Single by Stevie Wonder
- B-side: "Every Time I See You I Go Wild"
- Released: September 14, 1967
- Recorded: 1967
- Genre: R&B, soul
- Length: 2:53
- Label: Tamla
- Songwriter(s): Stevie Wonder, Henry Cosby, Sylvia Moy
- Producer(s): Henry Cosby

Stevie Wonder singles chronology
| "I Was Made to Love Her" (1967) | "I'm Wondering" (1967) | "Shoo-Be-Doo-Be-Doo-Da-Day" (1968) |

= I'm Wondering =

"I'm Wondering" is a single released by American singer-songwriter Stevie Wonder as a non-album single in 1967. The single was released after his album, I Was Made to Love Her, had made its debut.

▸ CHALLENGE 1:
Answer these questions about the page on the Stevie Wonder single "I'm Wondering":
(a) Who is listed as the producer?
(b) Which single comes right after "I'm Wondering" in the singles chronology?
(c) Which album had already made its debut before the single was released?
▸ CHALLENGE 2:
Rewrite everything from "- Released: September" down to "made its debut." in the page on the single "I'm Wondering", changing "Tamla" to "Motown".

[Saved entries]
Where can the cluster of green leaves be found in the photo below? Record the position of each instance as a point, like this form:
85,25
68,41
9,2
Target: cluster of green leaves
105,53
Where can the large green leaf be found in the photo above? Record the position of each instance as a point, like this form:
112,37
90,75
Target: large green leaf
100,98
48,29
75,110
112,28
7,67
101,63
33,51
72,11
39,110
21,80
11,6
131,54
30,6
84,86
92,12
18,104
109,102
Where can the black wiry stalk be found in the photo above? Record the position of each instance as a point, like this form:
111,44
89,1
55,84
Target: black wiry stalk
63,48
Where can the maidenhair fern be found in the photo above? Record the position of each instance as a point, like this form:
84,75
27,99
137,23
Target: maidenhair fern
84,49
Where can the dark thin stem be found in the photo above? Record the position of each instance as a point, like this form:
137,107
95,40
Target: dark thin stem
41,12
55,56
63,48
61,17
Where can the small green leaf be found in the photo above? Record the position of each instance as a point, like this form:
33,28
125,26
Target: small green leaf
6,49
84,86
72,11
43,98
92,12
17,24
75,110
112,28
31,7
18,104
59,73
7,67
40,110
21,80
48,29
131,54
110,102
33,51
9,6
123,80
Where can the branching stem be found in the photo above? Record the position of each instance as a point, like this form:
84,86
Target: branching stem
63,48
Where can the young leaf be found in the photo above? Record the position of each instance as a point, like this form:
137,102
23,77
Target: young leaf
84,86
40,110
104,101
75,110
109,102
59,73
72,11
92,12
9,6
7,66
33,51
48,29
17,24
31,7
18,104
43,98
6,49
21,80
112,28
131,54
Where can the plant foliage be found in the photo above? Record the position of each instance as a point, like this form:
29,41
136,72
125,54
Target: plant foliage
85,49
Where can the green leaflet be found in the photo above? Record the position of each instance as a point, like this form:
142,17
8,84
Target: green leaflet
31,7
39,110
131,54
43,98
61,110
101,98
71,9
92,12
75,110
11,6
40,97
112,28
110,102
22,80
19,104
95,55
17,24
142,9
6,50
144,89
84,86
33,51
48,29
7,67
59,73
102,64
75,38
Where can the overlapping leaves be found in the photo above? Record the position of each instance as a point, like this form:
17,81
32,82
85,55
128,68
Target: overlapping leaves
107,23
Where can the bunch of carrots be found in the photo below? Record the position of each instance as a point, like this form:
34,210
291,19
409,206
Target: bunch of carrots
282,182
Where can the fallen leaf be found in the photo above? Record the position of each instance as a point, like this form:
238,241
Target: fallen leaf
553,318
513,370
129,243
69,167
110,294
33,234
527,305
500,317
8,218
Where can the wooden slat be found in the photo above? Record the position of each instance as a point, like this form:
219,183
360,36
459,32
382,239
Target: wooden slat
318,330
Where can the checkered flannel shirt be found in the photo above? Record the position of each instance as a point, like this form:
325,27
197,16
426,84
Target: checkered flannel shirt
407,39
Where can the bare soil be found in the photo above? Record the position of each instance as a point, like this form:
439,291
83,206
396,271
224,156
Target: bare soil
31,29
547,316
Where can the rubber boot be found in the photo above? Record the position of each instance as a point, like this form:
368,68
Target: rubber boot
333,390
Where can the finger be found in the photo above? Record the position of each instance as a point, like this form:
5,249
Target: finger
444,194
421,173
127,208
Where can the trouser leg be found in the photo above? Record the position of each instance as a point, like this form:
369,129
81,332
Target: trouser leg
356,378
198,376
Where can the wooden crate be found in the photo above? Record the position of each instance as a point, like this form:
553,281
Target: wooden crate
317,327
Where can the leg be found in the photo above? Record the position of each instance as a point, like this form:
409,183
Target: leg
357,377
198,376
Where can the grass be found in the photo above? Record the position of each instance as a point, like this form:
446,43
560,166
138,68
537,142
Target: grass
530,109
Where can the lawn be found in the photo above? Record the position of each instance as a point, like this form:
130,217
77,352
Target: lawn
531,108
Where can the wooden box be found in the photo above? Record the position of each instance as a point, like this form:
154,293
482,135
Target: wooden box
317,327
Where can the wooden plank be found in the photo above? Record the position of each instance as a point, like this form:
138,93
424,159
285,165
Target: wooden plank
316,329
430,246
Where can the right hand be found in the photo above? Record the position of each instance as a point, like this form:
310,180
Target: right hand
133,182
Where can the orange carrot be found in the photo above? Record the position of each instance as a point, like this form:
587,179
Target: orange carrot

▸ FINAL RESULT 1:
(a) Henry Cosby
(b) "Shoo-Be-Doo-Be-Doo-Da-Day" (1968)
(c) I Was Made to Love Her

▸ FINAL RESULT 2:
- Released: September 14, 1967
- Recorded: 1967
- Genre: R&B, soul
- Length: 2:53
- Label: Motown
- Songwriter(s): Stevie Wonder, Henry Cosby, Sylvia Moy
- Producer(s): Henry Cosby

Stevie Wonder singles chronology
| "I Was Made to Love Her" (1967) | "I'm Wondering" (1967) | "Shoo-Be-Doo-Be-Doo-Da-Day" (1968) |

= I'm Wondering =

"I'm Wondering" is a single released by American singer-songwriter Stevie Wonder as a non-album single in 1967. The single was released after his album, I Was Made to Love Her, had made its debut.